Task: Copy the following lines word for word.

Entries pointing to labeled objects
┄┄┄┄┄┄┄┄┄┄

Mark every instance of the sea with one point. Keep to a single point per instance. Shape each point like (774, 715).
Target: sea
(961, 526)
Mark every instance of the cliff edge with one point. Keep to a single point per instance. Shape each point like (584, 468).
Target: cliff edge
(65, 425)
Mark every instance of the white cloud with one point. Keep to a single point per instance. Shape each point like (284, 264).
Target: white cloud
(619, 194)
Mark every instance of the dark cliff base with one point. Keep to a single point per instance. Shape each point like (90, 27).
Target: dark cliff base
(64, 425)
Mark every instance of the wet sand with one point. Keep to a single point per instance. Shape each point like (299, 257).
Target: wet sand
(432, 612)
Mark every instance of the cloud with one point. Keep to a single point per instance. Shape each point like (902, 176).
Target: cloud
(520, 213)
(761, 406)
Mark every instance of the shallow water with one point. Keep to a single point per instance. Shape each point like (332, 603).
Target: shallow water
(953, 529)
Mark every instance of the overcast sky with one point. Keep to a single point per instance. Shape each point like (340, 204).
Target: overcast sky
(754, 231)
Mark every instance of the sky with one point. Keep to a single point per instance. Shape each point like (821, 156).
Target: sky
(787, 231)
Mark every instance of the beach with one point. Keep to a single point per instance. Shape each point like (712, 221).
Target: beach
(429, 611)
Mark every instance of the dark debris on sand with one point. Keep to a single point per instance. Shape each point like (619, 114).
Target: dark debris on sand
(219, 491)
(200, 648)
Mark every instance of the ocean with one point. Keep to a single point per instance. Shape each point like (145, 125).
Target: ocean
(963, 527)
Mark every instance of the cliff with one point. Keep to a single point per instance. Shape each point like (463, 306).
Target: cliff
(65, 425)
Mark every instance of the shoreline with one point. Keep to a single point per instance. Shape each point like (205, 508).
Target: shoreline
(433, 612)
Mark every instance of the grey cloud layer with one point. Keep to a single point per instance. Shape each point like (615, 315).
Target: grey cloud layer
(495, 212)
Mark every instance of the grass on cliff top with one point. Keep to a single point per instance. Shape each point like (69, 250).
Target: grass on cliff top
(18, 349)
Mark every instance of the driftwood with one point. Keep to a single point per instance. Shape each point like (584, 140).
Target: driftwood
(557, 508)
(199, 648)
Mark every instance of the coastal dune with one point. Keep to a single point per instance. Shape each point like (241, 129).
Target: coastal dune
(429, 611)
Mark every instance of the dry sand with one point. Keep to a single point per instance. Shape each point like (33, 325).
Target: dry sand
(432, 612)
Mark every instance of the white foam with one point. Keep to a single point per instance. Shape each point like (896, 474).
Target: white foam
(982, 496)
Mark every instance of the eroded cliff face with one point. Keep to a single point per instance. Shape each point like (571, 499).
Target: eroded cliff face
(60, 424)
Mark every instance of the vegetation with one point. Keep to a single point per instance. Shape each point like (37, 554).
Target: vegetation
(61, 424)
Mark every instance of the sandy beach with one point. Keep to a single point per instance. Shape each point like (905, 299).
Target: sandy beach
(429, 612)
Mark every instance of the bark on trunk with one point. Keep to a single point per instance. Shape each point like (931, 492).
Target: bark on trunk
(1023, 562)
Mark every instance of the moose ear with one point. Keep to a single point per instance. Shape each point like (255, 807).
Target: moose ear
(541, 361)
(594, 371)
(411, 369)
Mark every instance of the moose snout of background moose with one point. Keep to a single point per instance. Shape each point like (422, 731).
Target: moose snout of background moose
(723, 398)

┄┄┄┄┄┄┄┄┄┄

Written solution:
Mark every instance of the sea with one point. Keep to a single point per instance. Shape each point like (774, 715).
Target: sea
(961, 526)
Mark every instance of the cliff edge with one point. Keep to a single point per instance. Shape each point like (584, 468).
Target: cliff edge
(65, 425)
Mark every instance of the white cloud with one point. Keep to a single point per instance. Shape each point like (284, 264).
Target: white cloud
(619, 194)
Mark every instance of the dark cliff base with one point. Keep to a single point per instance. Shape each point like (90, 27).
Target: dark cliff base
(64, 425)
Mark every instance of the wet sand with one point. Keep to a single point per instance. Shape each point like (299, 257).
Target: wet sand
(432, 612)
Mark every instance of the cloud with one point. Keep to a single point per instance. Shape each point like (902, 176).
Target: cloud
(520, 213)
(761, 406)
Mark every instance of the shallow water with one point. Keep to a single point per instance. Shape each point like (332, 603).
Target: shallow water
(953, 529)
Mark every instance of the overcast sky with one point. Keep to a single point per instance. Shape each point like (340, 204).
Target: overcast sky
(754, 231)
Mark every instance of the sky with one point. Keep to a single point per instance. Shape each point like (821, 156).
Target: sky
(787, 231)
Mark every instance of the beach with one point. Keep to a single point per instance. Shape each point like (712, 221).
Target: beach
(429, 611)
Mark every instance of the dark debris on sand with one point. Keep to a single point per instance. Shape each point like (619, 114).
Target: dark debris on sand
(219, 491)
(200, 648)
Mark every instance of the ocean with one point. Keep to a single point per instance. Shape each point like (145, 125).
Target: ocean
(963, 527)
Mark every instance of the cliff with one point. Keep to a single point per instance. Shape each point like (463, 306).
Target: cliff
(65, 425)
Mark every instance of the shoreline with one point. Keep to a single point per instance. Shape each point like (205, 508).
Target: shoreline
(433, 612)
Mark every instance of the grey cloud layer with one point. Keep to a single point per instance. Shape each point like (615, 315).
Target: grey cloud layer
(495, 212)
Mark every instance of the grass on cliff top with one point. Keep to a single point per instance. Shape each point like (69, 250).
Target: grass on cliff top
(18, 349)
Mark every instance of the driftwood with one point. Keep to a single point per instance. Shape each point like (584, 140).
Target: driftwood
(557, 508)
(199, 648)
Mark every instance of the coastal dune with one point. Keep to a single point per instance. Shape each point like (241, 129).
Target: coastal dune
(429, 611)
Mark every instance of the dry sand with one point. Keep to a single point per instance. Shape each point like (33, 325).
Target: dry sand
(432, 612)
Mark every instance of the white foam with one point. Keep to a single point per instance. Shape each point like (896, 474).
Target: white foam
(982, 496)
Mark every instance of the eroded cliff face with one point. Keep to a single point per instance. Shape each point like (571, 499).
Target: eroded cliff face
(60, 424)
Mark every instance of the vegetation with one point. Keep to a single point per instance. Shape each point like (37, 554).
Target: vegetation
(61, 424)
Mark every instance of the sandy beach with one point. Keep to a single point per instance. Shape each point like (905, 299).
Target: sandy beach
(429, 612)
Mark every instance of the bark on trunk with one point. Keep to a single point per instance. Shape each point like (931, 492).
Target: bark on trunk
(1023, 562)
Mark every instance of the moose ear with one point. Keep to a single point per instance. Shape each point like (255, 807).
Target: moose ear
(541, 361)
(594, 371)
(411, 369)
Mark every instance of the moose snout of background moose with one point. Keep to a single point per instance. Shape each point like (422, 731).
Target: moose snout of background moose
(723, 398)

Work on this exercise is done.